TASK ITEM A —
According to the text on Medicare payment problems, what share of claims does CMS review after payment is made?
TASK ITEM B —
Extend the text on Medicare payment problems, picking up after its final sentence.

··· READING TEXT ···

Investigators, however, noted CMS has pledged for many years to fix problems with little success.
Years of problems
For example, CMS put flags in its system to help check diagnosis codes listed in claims for glucose strips in response to a June 2000 report by the Health and Human Services Department's inspector general that warned of the potential for fraud. Yet the Senate investigation found that despite reforms, CMS in 2006 still paid $535,032 for glucose strips with the highly questionable diagnosis of chronic airway obstruction — an amount roughly equivalent to the $526,059 paid in 2001 for the same cited diagnosis.
Other findings:
- Medicare paid suppliers with little question after the suppliers submitted claims forms with blank or otherwise invalid diagnosis codes. Roughly $4.8 billion in payments were made from 1995 to 2006 despite invalid coding or nothing listed at all; about $23 million of that amount was paid after 2003, when federal rules made clear the codes were required. Based on a sample of 2,000 of those invalid coding claims, investigators found more than 30 percent could not be verified as legitimate and "bore characteristics of fraudulent activity," such as doctors who were actually dead, retired or who denied authorizing the treatment or making the diagnosis.
- The CMS contractor responsible for analyzing Medicare claims data maintained information that was incorrect and out of date. Investigators said that raised questions as to whether the contractor had effectively carried out its role of identifying potential waste and fraud; CMS has since changed contractors.
- Federal regulations require that CMS pay only for items that are deemed "medically necessary." Yet CMS does not examine diagnosis codes to determine whether the equipment is actually necessary before making payment; the agency instead relies on medical suppliers to maintain paperwork from doctors attesting to that fact. Such paperwork is not routinely submitted, and only 3 percent of claims are reviewed after payment is made.

··· INFORMATION GIVEN ···

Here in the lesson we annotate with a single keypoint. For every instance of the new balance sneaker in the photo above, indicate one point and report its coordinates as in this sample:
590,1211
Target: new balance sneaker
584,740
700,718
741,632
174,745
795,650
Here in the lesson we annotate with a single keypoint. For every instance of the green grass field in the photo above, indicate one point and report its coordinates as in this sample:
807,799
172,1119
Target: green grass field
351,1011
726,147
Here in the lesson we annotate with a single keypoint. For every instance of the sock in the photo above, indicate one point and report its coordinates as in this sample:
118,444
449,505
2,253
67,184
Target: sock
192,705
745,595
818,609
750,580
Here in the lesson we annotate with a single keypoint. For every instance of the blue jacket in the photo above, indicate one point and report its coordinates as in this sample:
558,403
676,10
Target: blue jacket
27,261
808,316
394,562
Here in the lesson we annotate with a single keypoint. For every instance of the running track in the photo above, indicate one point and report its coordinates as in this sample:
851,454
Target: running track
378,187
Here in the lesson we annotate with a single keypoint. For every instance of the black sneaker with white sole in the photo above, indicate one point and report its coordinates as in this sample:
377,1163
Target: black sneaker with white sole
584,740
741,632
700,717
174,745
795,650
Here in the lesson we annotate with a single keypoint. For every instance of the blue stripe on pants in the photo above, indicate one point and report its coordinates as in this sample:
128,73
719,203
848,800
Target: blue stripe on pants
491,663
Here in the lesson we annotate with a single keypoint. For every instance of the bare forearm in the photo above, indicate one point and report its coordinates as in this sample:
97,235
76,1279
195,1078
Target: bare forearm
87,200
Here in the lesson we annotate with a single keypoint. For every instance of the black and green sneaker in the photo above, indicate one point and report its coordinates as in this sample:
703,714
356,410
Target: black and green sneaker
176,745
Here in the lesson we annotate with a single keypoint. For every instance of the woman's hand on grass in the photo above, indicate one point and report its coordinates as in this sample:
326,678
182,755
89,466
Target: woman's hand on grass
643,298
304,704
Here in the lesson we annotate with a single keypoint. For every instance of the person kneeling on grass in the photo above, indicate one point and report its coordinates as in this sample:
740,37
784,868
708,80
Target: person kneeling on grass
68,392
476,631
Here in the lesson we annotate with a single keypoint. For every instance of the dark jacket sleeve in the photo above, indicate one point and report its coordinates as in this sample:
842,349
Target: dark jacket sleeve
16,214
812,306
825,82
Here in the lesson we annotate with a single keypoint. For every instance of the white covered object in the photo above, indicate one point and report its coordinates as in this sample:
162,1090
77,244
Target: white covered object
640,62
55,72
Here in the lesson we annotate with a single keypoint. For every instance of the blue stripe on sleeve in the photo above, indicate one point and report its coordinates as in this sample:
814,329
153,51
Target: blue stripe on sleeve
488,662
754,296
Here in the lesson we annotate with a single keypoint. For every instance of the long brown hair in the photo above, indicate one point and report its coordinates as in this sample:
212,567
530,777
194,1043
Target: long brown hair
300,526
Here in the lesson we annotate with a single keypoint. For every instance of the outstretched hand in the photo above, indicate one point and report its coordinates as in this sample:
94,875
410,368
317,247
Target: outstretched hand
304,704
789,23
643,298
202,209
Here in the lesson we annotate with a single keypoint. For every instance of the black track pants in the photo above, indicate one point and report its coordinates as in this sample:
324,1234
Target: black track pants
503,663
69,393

···

ANSWER A —
Only 3 percent.

ANSWER B —
Tyler J. Wilson, president of the American Association for Homecare, which represents manufacturers and sellers of medical equipment, agreed that Medicare should check claims forms more carefully. He attributed the Senate's findings to both "criminal behavior" as well as "a lack of familiarity" with the Medicare system among newer medical suppliers.
"We'll take our share of the responsibility that all providers have a duty to be precise when filling out any claims form," he said. "We're concerned about Medicare officials' failure to impose upfront controls to prevent people with no intention of following procedures from getting payment."
The report comes as advocacy groups such AARP have urged Congress and the next president to make changes to the rapidly growing domestic entitlement program to stem rising health care costs while preserving benefits for millions of the elderly and disabled.
Sen. John McCain, the Republican presidential nominee, has promised to balance the budget by the end of his first term if elected in part by curbing wasteful spending and overhauling costly entitlement programs. Sen. Barack Obama, the Democratic nominee, also has pledged generally to reexamine "programs that are wasting your money."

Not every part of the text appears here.